--- TASK INPUT Enclosed Below ---

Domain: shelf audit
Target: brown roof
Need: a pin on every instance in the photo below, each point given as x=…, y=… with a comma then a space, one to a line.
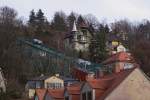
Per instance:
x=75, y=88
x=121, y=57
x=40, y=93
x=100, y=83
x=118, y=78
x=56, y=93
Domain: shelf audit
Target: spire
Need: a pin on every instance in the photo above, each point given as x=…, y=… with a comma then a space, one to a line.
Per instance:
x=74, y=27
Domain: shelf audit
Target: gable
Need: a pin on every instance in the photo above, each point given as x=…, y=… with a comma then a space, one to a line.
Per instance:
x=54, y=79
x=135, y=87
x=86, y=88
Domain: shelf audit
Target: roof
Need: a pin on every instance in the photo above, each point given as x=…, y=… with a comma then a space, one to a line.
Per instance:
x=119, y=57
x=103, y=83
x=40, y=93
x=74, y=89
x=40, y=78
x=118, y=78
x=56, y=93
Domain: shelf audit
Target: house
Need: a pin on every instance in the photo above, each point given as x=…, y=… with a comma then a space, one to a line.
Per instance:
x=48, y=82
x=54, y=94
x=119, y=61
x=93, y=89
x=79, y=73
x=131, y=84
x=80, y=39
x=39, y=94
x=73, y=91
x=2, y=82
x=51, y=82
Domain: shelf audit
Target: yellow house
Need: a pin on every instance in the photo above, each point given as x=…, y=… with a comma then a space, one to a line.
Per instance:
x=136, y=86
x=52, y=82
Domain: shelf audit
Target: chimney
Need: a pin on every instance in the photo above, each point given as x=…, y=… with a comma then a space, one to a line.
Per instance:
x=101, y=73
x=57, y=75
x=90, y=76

--- End of Enclosed TASK INPUT ---
--- TASK INPUT Enclosed Below ---

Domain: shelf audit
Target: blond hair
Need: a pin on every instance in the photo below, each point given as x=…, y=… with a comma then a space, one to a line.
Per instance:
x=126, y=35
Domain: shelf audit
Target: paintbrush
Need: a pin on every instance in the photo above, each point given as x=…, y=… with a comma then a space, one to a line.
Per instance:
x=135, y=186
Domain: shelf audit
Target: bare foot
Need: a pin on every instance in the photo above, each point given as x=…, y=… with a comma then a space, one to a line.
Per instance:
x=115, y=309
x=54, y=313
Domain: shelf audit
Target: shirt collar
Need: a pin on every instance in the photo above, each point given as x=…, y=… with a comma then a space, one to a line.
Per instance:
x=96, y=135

--- End of Enclosed TASK INPUT ---

Copy each line of the data that includes the word "Target".

Target: brown roof
Target: spire
Target: gable
Target: roof
Target: house
Target: yellow house
Target: chimney
Target: blond hair
Target: paintbrush
Target: bare foot
Target: shirt collar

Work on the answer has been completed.